• _REQUIRED WORK_
Return each line of the records below that contains the word "roof".

• _DATA ENTRIES_
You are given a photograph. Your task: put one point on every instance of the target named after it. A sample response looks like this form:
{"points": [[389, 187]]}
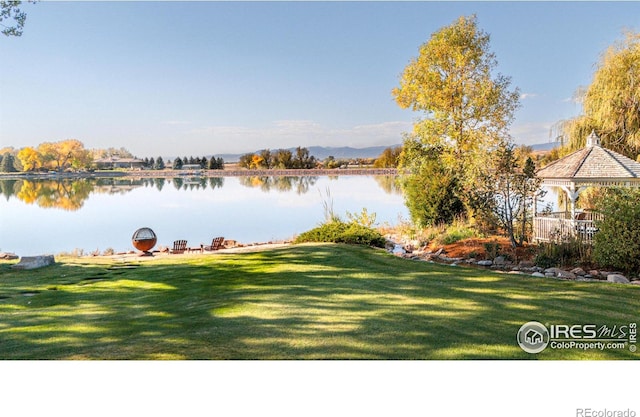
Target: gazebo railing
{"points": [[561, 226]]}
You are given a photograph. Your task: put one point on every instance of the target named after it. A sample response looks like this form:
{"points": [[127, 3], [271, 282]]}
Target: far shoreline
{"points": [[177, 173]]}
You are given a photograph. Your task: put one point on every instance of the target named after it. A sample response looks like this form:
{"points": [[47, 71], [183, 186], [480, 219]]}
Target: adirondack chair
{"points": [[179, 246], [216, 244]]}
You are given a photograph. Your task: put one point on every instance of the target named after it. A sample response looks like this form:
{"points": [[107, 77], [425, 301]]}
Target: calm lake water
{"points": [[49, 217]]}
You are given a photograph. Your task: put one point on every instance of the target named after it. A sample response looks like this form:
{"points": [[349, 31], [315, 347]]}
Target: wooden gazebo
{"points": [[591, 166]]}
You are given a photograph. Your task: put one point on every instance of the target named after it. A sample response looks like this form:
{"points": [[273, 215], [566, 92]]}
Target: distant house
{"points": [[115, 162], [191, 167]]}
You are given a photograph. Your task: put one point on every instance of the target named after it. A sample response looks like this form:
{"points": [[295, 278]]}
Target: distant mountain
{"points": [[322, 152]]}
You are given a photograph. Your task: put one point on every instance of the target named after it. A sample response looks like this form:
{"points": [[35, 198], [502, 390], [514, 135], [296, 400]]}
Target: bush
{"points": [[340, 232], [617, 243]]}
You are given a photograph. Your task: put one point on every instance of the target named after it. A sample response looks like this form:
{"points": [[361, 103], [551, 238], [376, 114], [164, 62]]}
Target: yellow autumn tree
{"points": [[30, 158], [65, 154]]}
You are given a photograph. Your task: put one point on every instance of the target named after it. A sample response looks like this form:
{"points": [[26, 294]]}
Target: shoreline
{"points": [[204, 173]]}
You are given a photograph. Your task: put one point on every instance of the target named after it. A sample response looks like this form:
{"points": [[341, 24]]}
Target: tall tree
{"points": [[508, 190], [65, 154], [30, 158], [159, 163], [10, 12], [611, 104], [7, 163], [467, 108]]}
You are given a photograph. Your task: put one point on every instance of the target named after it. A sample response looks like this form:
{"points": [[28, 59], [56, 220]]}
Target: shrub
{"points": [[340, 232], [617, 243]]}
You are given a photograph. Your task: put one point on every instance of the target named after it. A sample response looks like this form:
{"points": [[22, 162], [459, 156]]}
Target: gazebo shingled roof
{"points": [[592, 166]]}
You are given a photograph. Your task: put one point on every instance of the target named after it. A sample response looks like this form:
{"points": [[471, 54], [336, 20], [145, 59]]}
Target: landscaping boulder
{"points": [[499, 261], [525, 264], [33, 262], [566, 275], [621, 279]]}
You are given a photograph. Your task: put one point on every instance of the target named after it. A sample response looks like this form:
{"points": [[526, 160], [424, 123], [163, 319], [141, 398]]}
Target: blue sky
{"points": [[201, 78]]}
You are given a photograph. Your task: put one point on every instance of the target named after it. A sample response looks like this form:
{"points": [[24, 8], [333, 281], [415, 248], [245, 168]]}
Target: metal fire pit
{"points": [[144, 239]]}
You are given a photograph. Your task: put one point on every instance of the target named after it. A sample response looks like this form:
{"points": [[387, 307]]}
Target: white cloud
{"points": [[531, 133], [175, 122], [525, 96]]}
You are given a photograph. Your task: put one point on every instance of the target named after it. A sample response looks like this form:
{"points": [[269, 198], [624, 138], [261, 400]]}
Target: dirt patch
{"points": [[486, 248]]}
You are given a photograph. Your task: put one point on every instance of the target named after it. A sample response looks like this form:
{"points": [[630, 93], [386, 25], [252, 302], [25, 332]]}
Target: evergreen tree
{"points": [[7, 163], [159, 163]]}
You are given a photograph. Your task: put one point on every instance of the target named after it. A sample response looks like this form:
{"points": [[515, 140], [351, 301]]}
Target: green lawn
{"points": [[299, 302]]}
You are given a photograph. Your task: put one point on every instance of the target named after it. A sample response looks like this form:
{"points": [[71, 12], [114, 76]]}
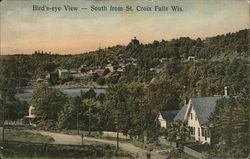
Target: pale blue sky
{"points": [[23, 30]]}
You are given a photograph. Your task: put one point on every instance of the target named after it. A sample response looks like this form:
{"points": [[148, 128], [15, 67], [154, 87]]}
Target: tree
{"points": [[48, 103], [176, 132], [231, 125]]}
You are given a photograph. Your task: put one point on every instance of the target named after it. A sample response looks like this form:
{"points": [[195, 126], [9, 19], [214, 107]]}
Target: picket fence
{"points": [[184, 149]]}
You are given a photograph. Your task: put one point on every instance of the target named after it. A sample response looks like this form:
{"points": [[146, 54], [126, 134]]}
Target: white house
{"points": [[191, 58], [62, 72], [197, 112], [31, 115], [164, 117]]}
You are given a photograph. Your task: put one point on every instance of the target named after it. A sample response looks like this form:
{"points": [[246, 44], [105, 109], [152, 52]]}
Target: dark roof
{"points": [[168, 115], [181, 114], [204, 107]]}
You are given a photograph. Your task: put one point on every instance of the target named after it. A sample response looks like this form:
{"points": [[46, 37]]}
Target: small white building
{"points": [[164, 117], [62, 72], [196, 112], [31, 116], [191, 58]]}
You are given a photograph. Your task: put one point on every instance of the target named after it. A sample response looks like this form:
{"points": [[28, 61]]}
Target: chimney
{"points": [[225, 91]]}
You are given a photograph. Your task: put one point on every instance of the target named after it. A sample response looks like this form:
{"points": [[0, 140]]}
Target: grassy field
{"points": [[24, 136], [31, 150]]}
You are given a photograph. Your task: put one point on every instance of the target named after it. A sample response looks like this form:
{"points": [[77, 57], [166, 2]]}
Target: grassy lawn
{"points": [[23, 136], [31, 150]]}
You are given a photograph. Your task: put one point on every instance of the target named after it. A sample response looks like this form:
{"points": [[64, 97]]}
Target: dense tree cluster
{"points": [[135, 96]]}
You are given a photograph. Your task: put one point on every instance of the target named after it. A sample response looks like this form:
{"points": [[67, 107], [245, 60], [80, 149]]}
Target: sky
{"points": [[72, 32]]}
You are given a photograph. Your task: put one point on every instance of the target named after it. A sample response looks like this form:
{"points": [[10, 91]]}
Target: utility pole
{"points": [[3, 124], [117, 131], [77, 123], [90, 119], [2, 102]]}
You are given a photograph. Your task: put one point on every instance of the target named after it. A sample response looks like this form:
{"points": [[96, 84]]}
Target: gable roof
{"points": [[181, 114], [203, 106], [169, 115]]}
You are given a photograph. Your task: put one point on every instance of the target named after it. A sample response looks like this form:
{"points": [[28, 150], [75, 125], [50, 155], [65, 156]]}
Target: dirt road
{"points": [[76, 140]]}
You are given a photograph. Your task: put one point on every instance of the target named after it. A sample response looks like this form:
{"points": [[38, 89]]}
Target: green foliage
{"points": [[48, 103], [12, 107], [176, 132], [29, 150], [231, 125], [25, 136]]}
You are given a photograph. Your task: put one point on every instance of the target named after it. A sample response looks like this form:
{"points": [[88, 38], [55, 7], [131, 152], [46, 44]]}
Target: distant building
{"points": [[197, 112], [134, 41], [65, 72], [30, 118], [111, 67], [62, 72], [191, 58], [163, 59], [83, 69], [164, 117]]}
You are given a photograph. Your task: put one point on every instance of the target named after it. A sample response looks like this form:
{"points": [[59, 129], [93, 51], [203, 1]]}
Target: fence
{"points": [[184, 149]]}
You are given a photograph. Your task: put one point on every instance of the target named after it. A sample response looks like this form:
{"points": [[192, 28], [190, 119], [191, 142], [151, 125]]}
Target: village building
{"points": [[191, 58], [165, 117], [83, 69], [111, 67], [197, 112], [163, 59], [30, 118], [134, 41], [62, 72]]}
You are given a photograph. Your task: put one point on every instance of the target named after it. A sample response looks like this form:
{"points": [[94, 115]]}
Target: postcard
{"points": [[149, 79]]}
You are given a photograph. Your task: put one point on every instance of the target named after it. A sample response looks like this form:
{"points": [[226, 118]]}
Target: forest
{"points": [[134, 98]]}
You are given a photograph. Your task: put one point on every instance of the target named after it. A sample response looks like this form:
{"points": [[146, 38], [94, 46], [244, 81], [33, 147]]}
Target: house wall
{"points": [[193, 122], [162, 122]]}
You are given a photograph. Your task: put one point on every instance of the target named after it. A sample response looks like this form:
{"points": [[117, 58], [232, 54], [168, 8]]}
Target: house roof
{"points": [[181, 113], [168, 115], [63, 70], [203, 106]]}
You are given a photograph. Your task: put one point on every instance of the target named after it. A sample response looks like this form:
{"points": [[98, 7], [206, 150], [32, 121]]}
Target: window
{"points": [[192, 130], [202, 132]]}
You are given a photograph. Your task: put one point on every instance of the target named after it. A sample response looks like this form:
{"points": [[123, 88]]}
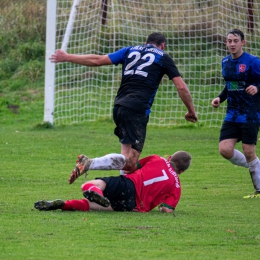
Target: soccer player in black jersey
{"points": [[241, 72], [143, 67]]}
* * *
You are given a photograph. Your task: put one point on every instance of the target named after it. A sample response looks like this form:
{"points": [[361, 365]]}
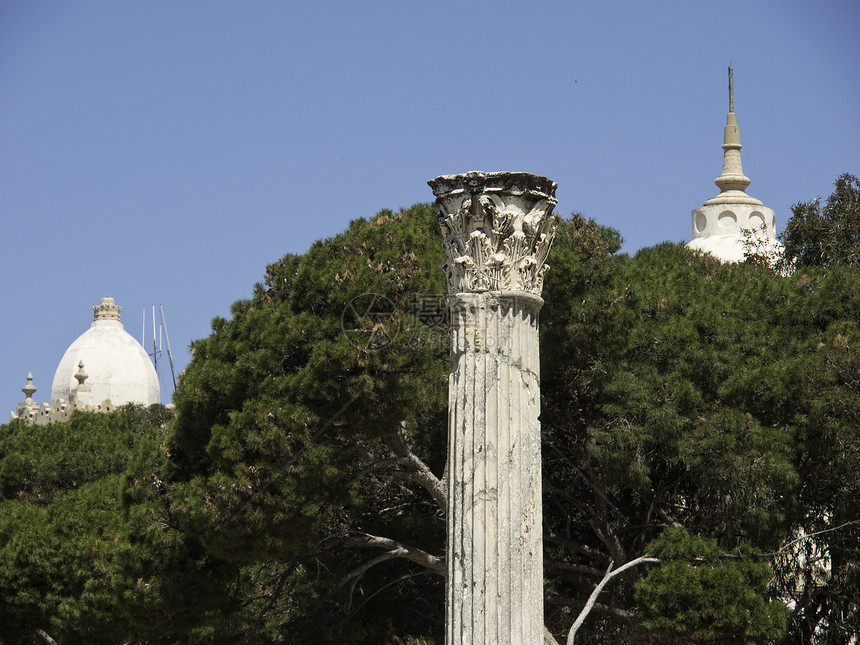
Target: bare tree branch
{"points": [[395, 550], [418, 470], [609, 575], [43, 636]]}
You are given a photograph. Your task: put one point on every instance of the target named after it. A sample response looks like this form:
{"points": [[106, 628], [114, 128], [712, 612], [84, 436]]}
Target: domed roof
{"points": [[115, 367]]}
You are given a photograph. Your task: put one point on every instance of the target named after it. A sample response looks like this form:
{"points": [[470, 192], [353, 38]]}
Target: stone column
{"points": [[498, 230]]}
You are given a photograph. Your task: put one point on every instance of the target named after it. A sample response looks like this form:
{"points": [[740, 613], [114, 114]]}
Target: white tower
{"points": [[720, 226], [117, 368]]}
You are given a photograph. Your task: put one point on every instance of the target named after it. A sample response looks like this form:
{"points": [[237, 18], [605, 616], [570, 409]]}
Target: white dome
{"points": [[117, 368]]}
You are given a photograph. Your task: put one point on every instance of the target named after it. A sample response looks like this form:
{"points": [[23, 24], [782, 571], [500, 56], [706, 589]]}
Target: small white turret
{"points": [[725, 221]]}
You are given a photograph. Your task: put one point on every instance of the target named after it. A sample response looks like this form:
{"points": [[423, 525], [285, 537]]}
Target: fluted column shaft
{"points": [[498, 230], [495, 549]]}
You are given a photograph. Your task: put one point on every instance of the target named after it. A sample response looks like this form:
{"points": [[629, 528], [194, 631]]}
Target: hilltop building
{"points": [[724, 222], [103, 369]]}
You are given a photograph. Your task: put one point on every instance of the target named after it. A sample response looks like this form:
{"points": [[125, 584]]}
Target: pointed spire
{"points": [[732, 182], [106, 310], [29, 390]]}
==
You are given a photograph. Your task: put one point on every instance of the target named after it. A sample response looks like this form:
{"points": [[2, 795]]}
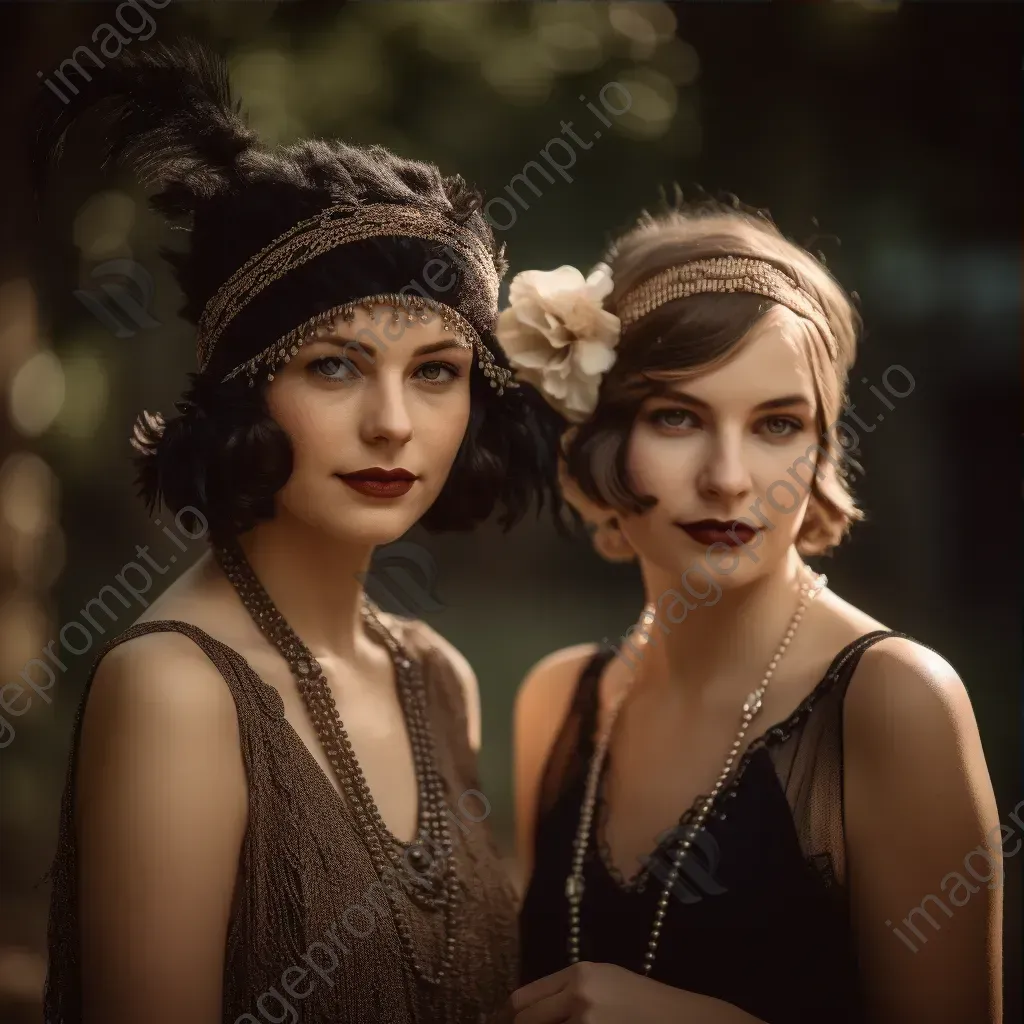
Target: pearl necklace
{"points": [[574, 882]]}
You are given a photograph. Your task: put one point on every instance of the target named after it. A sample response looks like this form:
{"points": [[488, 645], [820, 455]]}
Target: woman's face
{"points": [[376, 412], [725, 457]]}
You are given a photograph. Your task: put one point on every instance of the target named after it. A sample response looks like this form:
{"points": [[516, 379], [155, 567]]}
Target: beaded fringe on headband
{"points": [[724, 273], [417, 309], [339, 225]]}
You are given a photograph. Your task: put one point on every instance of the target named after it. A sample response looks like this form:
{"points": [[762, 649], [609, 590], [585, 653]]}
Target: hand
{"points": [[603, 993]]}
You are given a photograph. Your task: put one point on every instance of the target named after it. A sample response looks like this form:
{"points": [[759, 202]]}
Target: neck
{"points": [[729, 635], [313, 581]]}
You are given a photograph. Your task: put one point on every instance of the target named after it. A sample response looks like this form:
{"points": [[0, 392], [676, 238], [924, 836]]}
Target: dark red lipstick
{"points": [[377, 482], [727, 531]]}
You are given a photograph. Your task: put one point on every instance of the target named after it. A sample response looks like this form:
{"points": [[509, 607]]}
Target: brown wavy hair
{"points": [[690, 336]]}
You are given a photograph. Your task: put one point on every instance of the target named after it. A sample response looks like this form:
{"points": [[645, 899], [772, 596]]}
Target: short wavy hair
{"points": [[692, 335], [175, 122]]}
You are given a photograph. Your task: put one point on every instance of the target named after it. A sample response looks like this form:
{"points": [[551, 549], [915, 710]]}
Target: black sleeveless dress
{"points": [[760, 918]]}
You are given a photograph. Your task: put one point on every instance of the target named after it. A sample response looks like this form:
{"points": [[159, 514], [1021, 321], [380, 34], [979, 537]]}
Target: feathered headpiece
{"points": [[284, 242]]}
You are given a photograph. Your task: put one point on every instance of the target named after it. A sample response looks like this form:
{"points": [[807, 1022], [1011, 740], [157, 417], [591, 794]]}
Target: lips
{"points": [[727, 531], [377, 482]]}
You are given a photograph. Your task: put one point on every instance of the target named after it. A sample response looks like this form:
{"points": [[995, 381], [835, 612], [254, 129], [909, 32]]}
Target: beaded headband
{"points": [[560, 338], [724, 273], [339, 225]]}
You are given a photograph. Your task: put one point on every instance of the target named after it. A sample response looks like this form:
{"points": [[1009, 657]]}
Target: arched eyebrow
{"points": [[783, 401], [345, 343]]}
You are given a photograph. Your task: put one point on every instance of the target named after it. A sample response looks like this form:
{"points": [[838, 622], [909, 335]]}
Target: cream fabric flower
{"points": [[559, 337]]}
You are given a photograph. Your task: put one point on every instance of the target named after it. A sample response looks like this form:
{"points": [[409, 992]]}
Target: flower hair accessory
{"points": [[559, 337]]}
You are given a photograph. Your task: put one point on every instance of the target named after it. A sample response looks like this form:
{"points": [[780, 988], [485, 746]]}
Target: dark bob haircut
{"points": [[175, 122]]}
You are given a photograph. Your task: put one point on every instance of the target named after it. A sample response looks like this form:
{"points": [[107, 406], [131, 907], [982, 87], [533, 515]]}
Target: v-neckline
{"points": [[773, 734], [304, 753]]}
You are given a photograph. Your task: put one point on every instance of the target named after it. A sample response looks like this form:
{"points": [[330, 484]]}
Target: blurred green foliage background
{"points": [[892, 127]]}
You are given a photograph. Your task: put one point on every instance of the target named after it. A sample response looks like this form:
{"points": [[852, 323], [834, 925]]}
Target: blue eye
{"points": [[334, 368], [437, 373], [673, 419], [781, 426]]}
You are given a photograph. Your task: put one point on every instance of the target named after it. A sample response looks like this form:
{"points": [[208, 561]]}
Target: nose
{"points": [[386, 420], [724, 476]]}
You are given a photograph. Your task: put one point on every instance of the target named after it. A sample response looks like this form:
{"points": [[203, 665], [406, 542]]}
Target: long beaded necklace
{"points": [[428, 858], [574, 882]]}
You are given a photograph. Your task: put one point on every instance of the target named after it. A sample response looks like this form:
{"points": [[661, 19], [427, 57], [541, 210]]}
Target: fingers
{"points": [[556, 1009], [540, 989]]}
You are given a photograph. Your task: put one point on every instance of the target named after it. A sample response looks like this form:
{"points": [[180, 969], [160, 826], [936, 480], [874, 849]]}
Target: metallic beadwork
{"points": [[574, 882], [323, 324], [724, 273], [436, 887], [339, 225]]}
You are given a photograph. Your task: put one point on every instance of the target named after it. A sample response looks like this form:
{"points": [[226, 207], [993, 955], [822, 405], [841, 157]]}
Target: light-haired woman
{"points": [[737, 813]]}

• _FINISHED TASK_
Target: gazebo shingled roof
Target: dark roof
Target: gable roof
Target: house roof
Target: domed roof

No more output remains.